WHAT IS BEING ASKED: Check the records below line by line. Give the count of lines with "positive", and nothing else.

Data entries
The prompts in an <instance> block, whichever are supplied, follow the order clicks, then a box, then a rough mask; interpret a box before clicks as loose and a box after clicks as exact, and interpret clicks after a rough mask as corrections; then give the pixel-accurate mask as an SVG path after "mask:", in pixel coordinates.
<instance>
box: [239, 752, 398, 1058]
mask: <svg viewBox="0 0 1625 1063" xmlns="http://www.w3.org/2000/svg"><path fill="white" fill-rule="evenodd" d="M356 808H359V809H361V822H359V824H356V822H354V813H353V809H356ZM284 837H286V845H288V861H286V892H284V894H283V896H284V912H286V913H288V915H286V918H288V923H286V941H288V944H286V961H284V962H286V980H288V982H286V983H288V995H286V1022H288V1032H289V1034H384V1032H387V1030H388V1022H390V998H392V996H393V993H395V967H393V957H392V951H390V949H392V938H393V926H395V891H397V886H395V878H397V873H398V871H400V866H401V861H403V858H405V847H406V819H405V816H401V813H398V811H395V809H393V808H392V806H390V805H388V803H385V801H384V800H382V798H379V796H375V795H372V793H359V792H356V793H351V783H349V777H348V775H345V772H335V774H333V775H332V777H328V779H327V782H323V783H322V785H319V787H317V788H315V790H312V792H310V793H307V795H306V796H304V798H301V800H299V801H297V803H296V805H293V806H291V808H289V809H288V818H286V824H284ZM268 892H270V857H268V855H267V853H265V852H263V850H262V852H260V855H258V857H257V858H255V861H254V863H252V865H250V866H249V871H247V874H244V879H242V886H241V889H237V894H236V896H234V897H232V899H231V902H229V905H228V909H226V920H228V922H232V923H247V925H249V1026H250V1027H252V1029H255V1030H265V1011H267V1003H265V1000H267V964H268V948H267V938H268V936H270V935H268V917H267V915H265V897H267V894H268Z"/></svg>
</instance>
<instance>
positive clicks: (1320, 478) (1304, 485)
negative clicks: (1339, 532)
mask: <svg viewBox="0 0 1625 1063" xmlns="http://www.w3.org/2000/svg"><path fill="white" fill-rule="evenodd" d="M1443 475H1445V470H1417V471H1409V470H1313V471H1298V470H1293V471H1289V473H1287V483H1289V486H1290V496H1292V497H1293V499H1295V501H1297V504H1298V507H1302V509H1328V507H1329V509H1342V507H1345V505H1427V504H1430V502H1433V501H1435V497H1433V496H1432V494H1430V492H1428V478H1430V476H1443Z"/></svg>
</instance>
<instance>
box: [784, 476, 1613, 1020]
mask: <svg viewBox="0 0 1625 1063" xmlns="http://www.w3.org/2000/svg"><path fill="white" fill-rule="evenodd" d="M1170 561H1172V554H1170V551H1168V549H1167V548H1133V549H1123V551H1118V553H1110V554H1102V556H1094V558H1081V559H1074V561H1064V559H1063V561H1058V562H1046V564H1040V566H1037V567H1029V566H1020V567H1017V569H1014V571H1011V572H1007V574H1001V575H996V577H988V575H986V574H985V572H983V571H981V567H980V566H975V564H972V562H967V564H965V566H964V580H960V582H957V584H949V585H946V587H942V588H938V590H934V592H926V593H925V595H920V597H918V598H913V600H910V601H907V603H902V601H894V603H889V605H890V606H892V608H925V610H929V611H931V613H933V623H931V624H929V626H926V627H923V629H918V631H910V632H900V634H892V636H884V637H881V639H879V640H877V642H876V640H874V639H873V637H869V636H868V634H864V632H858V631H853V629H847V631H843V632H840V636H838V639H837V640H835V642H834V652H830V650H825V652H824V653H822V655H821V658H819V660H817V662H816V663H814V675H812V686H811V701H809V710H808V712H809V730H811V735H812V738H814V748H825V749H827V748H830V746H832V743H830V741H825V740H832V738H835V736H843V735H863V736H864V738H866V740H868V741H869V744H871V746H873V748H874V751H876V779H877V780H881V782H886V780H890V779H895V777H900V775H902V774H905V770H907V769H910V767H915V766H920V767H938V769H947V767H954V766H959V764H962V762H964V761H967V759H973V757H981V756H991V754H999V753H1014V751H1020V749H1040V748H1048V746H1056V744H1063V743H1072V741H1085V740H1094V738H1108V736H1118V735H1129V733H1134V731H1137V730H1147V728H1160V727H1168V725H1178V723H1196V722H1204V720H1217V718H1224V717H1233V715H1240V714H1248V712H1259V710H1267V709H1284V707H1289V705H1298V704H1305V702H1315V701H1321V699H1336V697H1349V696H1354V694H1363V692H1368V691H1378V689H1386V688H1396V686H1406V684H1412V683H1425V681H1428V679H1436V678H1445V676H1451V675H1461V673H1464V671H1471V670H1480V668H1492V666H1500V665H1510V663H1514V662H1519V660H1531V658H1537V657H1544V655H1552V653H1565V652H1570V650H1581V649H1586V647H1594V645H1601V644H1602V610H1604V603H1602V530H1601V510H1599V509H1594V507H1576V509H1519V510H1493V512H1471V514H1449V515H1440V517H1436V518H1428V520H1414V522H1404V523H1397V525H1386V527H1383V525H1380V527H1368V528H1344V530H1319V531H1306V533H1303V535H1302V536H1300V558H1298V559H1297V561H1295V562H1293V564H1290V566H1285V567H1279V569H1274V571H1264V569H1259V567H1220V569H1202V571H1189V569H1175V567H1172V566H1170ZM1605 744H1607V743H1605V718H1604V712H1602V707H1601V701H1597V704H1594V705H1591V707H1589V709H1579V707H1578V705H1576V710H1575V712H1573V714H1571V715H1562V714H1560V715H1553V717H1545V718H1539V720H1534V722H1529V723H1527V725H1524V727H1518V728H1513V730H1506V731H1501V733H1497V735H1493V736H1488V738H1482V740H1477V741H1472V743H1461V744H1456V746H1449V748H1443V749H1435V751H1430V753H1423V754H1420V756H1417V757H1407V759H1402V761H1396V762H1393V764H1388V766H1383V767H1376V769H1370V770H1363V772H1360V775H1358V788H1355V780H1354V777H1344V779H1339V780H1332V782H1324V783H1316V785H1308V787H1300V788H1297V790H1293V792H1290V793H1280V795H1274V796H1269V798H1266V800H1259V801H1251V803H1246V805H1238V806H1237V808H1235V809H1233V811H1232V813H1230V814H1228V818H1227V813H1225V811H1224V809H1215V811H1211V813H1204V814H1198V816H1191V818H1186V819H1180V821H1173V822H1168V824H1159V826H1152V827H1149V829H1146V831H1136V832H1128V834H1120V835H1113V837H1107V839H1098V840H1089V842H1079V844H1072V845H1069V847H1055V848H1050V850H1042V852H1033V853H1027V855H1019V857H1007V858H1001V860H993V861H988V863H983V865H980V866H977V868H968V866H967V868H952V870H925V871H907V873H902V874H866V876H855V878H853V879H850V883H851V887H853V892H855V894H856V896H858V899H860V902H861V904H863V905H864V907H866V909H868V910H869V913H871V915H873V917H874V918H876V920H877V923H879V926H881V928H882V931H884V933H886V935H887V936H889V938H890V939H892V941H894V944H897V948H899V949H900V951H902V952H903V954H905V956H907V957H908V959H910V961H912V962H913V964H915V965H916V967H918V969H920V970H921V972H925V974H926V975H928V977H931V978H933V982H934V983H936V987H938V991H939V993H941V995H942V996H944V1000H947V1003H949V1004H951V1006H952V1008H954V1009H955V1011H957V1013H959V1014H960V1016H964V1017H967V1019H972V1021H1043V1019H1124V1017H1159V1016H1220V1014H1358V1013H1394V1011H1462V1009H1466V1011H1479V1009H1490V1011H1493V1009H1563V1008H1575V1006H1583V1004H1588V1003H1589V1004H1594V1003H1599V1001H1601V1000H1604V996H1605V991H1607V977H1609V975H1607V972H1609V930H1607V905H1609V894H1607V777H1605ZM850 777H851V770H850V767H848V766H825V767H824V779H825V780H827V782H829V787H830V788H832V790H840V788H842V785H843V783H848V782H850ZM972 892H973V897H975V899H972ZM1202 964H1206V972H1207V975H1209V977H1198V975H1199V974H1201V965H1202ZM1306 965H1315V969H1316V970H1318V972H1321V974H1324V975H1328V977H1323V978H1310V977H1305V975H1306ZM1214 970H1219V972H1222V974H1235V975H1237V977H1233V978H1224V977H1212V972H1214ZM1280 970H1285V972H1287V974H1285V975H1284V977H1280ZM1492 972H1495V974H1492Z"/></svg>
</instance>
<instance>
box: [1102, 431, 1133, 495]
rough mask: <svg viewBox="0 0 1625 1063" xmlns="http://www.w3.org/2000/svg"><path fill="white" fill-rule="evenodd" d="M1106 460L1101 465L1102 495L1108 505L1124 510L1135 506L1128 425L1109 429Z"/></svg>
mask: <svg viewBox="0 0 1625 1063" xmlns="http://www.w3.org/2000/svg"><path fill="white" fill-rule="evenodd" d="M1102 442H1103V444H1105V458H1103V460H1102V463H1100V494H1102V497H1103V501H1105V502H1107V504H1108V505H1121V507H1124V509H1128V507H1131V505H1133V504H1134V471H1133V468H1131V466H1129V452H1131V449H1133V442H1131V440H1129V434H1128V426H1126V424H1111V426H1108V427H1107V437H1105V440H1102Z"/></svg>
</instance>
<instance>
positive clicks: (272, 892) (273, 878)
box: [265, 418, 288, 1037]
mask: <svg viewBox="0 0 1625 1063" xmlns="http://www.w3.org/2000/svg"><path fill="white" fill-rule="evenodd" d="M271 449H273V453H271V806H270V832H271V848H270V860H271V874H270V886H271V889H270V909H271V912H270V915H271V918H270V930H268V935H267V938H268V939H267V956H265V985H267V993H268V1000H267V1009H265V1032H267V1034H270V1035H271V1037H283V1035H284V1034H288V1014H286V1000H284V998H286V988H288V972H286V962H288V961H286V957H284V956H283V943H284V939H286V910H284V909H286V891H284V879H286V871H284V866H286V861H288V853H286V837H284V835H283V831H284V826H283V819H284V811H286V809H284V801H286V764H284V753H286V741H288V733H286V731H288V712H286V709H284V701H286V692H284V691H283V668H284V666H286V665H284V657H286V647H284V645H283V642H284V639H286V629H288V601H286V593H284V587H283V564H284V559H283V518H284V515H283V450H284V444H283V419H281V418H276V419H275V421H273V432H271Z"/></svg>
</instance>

RESPONSE TO THIS TASK: 2